Required task:
Collect every line in the rows below that contains the word "Target", matching case exactly, and copy each one unchanged.

○ ○ ○ ○ ○

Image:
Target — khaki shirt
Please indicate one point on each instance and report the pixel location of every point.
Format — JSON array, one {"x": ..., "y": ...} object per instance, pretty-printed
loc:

○ ○ ○ ○ ○

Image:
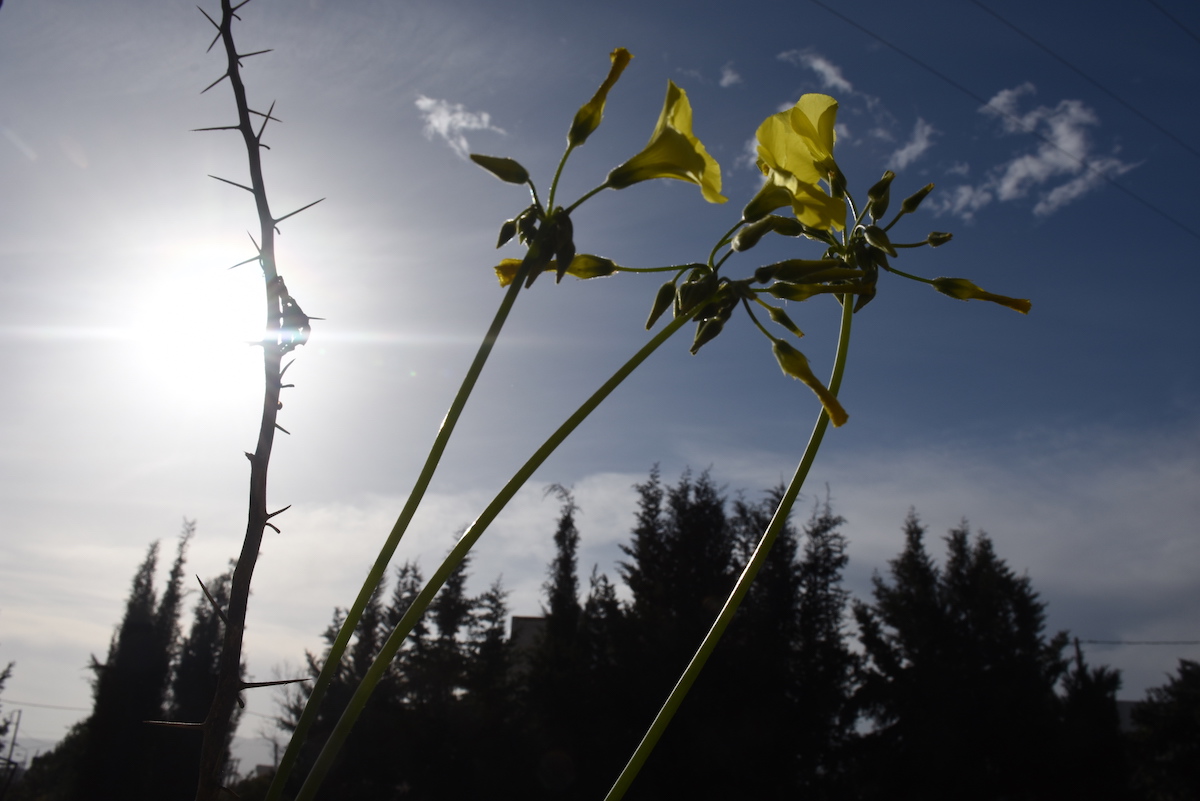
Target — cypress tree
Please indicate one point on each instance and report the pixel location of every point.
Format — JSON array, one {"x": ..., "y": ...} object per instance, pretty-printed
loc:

○ ○ ○ ○ ○

Output for this exercise:
Target — khaki shirt
Target — cypress tree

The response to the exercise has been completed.